» **PAGE TEXT**
Building A Video Editor That Never Leaves the Browser

A demo and overview of building a client-only video editor with EDL, WebGL effects, and object segmentation.

I recently spent some time building a small video editor that runs entirely in the browser. No backend processing, no uploads, no servers doing the heavy lifting. The goal was simple: see how far modern web APIs, WASM, and WebGL can be pushed for real video editing workflows, even if the end result is still a prototype.

What started as a weekend experiment quickly turned into a surprisingly capable editor for stitching and trimming clips, swapping their order on a timeline, and even running computer vision effects per frame.

Deciding on the UI library

I work with Material UI on a daily basis, so for this project I wanted to try something different. I looked at a few options, including Chakra UI, Ant Design, and Mantine, but in the end I went with shadcn built on top of Radix UI. The main reason was its clean, sleek look and how little it gets in your way. The components feel well thought out, accessible by default, and easy to adjust when you need something slightly custom. You can check out the components for yourself here.

I was a bit overwhelmed at first by how much inline styling was needed. It reminded me of how I used to work with MUI’s styled API, which tends to keep things feeling more contained and tidy. In practice though, the inline styles work very well. Splitting components into smaller pieces is enough to keep the code readable and to reduce the cognitive load for developers.

For example, below is a comparison of defining a styled button between MUI and Radix + shadcn + Tailwind.

muiButton.tsx

import { styled } from '@mui/material/styles';
import Button from '@mui/material/Button';

const PrimaryButton = styled(Button)(({ theme }) => ({
  padding: '8px 16px',
  borderRadius: 8,
  textTransform: 'none',
  fontWeight: 600,
  backgroundColor: theme.palette.primary.main,

  '&:hover': {
    backgroundColor: theme.palette.primary.dark,
  },

  '&.Mui-disabled': {
    backgroundColor: theme.palette.action.disabledBackground,
    color: theme.palette.action.disabled,
  },
}));

export function SaveButton() {
  return <PrimaryButton>Save</PrimaryButton>;
}

radixButton.tsx

// components/ui/primary-button.tsx

import * as React from 'react';
import { cn } from '@/lib/utils';

type PrimaryButtonProps = React.ButtonHTMLAttributes<HTMLButtonElement>;

export const PrimaryButton = React.forwardRef<
  HTMLButtonElement,
  PrimaryButtonProps
>(({ className, ...props }, ref) => {
  return (
    <button
      ref={ref}
      className={cn(
        'px-4 py-2 rounded-md font-semibold normal-case transition-colors',
        'bg-primary text-primary-foreground',
        'hover:bg-primary/90',
        'disabled:bg-muted disabled:text-muted-foreground disabled:cursor-not-allowed',
        className
      )}
      {...props}
    />
  );
});

Non-destructive editing on the client

At the core of the editor is a non-destructive editing model. Video files are never modified during editing. Every cut, trim, and move is stored as metadata in an Edit Decision List (EDL). Playback uses native HTML5 video seeking, so interacting with the videos feels instant.

» **PROVIDED DATA**

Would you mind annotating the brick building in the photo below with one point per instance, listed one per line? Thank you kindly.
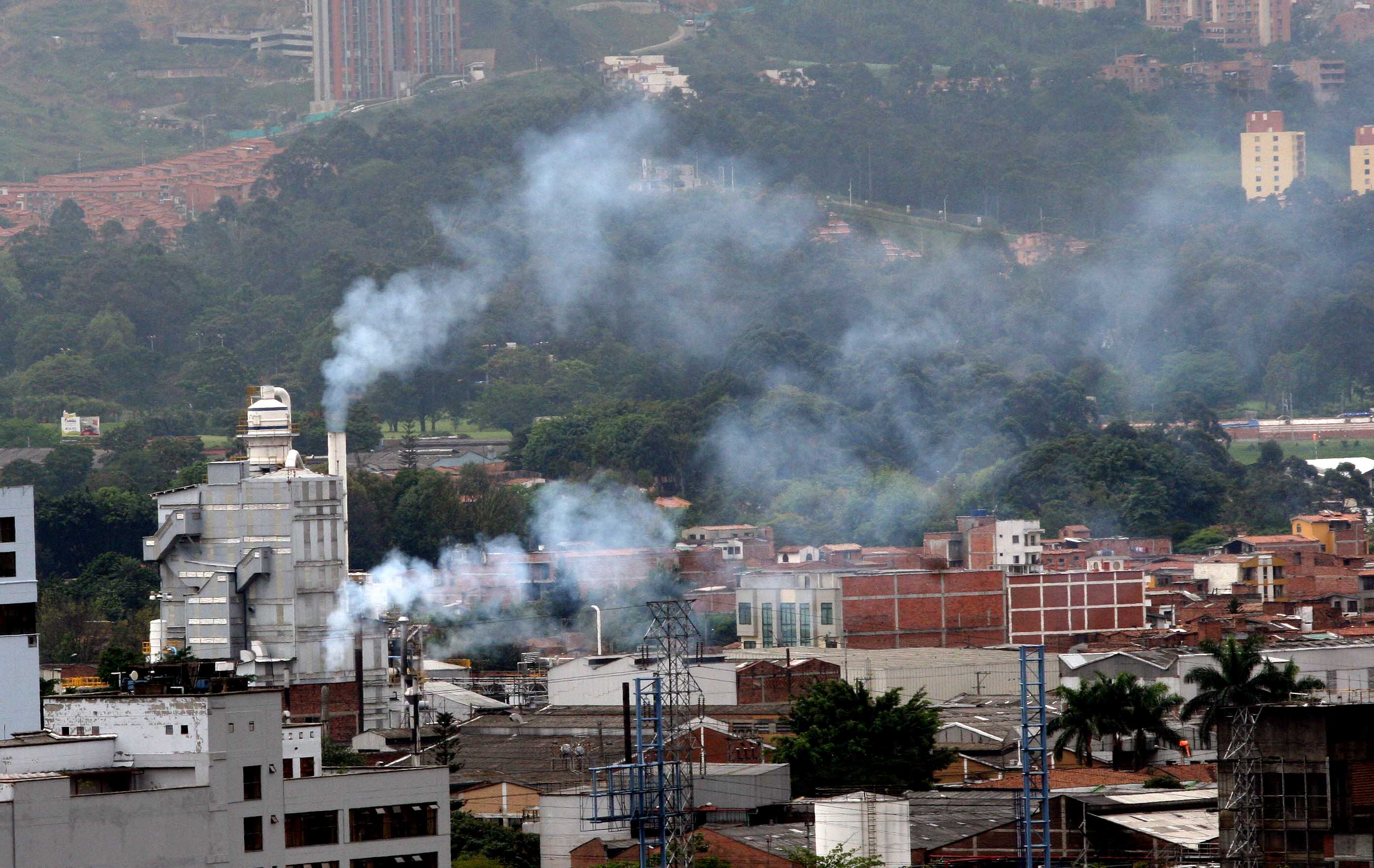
(1054, 609)
(922, 609)
(1139, 73)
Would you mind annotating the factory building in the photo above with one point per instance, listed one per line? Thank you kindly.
(181, 779)
(254, 568)
(18, 615)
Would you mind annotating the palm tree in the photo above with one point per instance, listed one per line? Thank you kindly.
(1079, 719)
(1113, 708)
(1148, 711)
(1234, 682)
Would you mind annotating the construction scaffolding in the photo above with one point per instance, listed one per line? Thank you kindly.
(1033, 803)
(1244, 849)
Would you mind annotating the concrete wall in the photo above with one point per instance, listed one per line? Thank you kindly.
(565, 823)
(86, 753)
(20, 651)
(141, 726)
(43, 826)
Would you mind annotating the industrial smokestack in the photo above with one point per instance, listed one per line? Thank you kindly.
(339, 467)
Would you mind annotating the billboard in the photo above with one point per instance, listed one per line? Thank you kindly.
(80, 426)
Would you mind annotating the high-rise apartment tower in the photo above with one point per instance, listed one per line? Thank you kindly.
(379, 49)
(1271, 158)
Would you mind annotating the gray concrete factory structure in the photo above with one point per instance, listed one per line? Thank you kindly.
(254, 576)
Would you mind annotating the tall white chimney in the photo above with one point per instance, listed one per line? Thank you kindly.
(339, 467)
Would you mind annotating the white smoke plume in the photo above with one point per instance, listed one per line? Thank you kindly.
(573, 186)
(593, 516)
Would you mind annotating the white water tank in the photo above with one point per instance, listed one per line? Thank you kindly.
(866, 823)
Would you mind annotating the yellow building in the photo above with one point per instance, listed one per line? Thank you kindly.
(1271, 158)
(1340, 533)
(1361, 179)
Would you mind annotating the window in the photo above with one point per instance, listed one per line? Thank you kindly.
(418, 860)
(252, 783)
(252, 834)
(392, 822)
(312, 829)
(18, 619)
(786, 625)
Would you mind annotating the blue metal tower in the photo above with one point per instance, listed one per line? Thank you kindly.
(1033, 818)
(649, 790)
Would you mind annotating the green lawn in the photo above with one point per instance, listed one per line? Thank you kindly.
(448, 426)
(1248, 451)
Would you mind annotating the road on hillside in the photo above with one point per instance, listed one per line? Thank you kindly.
(678, 39)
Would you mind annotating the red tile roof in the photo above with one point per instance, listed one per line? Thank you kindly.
(1066, 779)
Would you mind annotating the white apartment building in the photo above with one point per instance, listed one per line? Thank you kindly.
(124, 780)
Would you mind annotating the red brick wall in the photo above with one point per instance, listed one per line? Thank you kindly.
(901, 610)
(307, 702)
(1053, 608)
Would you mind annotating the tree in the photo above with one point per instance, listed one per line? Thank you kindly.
(848, 740)
(117, 584)
(1234, 682)
(446, 727)
(410, 454)
(839, 858)
(476, 837)
(116, 661)
(1079, 721)
(334, 754)
(1113, 708)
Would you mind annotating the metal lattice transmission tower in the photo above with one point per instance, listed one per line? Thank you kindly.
(1033, 815)
(679, 642)
(1244, 803)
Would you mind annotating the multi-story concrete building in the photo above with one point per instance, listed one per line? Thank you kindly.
(193, 779)
(1139, 73)
(1271, 157)
(1237, 24)
(253, 566)
(18, 615)
(381, 49)
(1172, 14)
(1299, 789)
(1361, 155)
(789, 609)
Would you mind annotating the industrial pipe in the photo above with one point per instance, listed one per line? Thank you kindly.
(597, 609)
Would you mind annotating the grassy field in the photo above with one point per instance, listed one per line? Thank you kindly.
(1248, 452)
(450, 426)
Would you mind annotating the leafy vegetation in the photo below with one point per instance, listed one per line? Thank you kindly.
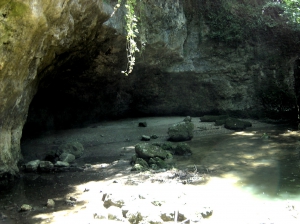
(292, 9)
(132, 31)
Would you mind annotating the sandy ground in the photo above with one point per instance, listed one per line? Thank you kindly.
(238, 174)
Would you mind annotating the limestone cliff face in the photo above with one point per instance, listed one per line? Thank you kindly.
(65, 59)
(32, 34)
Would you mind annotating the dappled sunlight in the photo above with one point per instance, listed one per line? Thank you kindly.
(242, 133)
(290, 133)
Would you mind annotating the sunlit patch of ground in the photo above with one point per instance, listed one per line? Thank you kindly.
(247, 177)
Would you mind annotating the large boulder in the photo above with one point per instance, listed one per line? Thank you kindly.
(182, 131)
(74, 148)
(236, 124)
(147, 151)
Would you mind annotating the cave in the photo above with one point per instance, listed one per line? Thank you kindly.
(61, 85)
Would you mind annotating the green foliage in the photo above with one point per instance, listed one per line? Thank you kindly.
(292, 10)
(231, 22)
(132, 31)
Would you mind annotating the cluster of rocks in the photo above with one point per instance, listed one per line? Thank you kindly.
(141, 209)
(60, 159)
(159, 155)
(228, 122)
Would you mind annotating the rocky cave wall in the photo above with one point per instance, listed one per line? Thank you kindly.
(33, 34)
(183, 70)
(65, 58)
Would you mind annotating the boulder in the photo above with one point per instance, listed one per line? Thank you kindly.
(158, 163)
(183, 149)
(46, 166)
(25, 208)
(182, 131)
(236, 124)
(213, 118)
(147, 151)
(67, 157)
(74, 148)
(61, 164)
(140, 165)
(50, 203)
(32, 165)
(145, 138)
(187, 119)
(143, 124)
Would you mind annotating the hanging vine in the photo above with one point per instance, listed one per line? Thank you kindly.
(132, 31)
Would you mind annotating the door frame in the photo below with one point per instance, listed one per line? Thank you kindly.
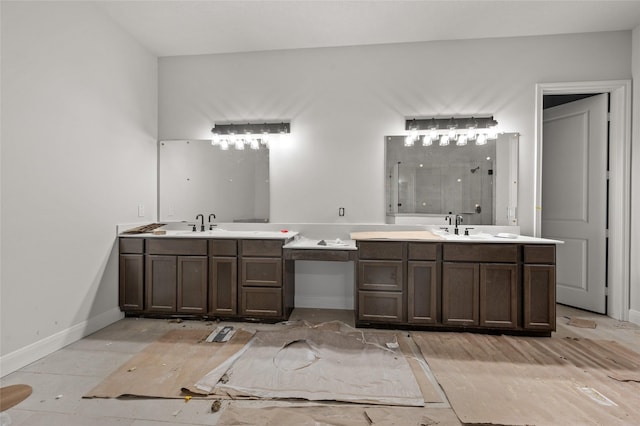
(619, 180)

» **TASK LIST**
A – In the browser video editor article, where is every cut, trim, and move stored?
B – Name every UI library that the browser video editor article says the author looked at but did not choose.
C – Continue the browser video editor article from its last sentence.
The entries have no connection to the browser video editor article.

» **FINAL ANSWERS**
A – As metadata in an Edit Decision List (EDL).

B – Chakra UI, Ant Design, Mantine

C –
A clip on the timeline is just a reference into a source video:

export interface VideoSource {
  id: string;
  file: File;
  objectUrl: string;
  durationInSeconds: number;
  fileName: string;
  widthInPixels?: number;
  heightInPixels?: number;
  /** Detected frame rate (fps). Falls back to 30 if detection fails. */
  frameRate: number;
}

interface TimelineClip {
  id: string;
  sourceId: string;
  /** The start time within the source video (where playback begins in the original file) */
  sourceInPointSeconds: number;
  /** The end time within the source video (where playback ends in the original file) */
  sourceOutPointSeconds: number;
  /** The position on the timeline where this clip starts (independent of the source video's timing) */
  timelinePositionSeconds: number;
  trimmed: TrimmedRegions;
}

On the frontend, it means instant feedback and no expensive recomputation. In a real production setup, this approach becomes crucial, since it allows to send the same EDL to a backend service where we can run ffmpeg natively to render a final MP4 with full codec control.

State management and undo for free

For state management, I chose Zustand. It offers a very efficient re-rendering model, which is critical for keeping the UI responsive.

One particularly nice surprise was combining Zustand with zundo. Undo and redo support came almost for free, with very little extra code. This made it easy to experiment with timeline actions without worrying about breaking state, and it fits naturally with the way Zustand stores are structured.

timelineStore.ts

import { temporal } from 'zundo';

export const useTimelineStore = create<TimelineStore>()(
  temporal(
    (...args) => ({
      ...createClipSlice(...args),
      ...createColorSlice(...args),
    }),
    {
      // Track both clips and colorRegions for undo/redo
      partialize: (state) => ({
        clips: state.clips,
        colorRegions: state.colorRegions.map((r) => ({
          id: r.id,
          clipId: r.clipId,
          isProcessing: r.isProcessing,
        })),
      }),
      equality: shallowEqualColorRegions,
      limit: 50,
    },
  ),
);

example.ts

import { useTimelineStore } from './timelineStore';

const Component = () => {
   const handleUndo = useCallback(() => {
      useTimelineStore.temporal.getState().undo();
    }, []); 
}

WebGL and real-time color isolation

For visual effects, I implemented color isolation using WebGL. The isolation pass runs in a fragment shader and performs well enough to keep scrubbing smooth. One interesting observation is how forgiving WebGL can be for this kind of workload: as long as you stay disciplined with texture sizes and avoid unnecessary passes, the browser GPU pipeline holds up well even under frequent seeks.

Tracking, segmentation, and per-frame processing

The more experimental part of the project focuses on object tracking and segmentation in the browser. It starts with a simple user click: from that click, a SAM mask is generated for the selected object. For every subsequent frame, MediaPipe is used to detect all objects in the scene. Each detected bounding box is then compared against the original one using IoU, and the box with the highest overlap is selected as the same object. That bounding box becomes the input for generating the next segmentation mask.

In practice, this approach works very well. Once the object is selected, the mask stays stable across frames. It’s a surprisingly robust setup for something running fully in the browser. If this were moved server-side, the whole flow could be simplified by deferring to SAM v2, which already includes built-in object tracking.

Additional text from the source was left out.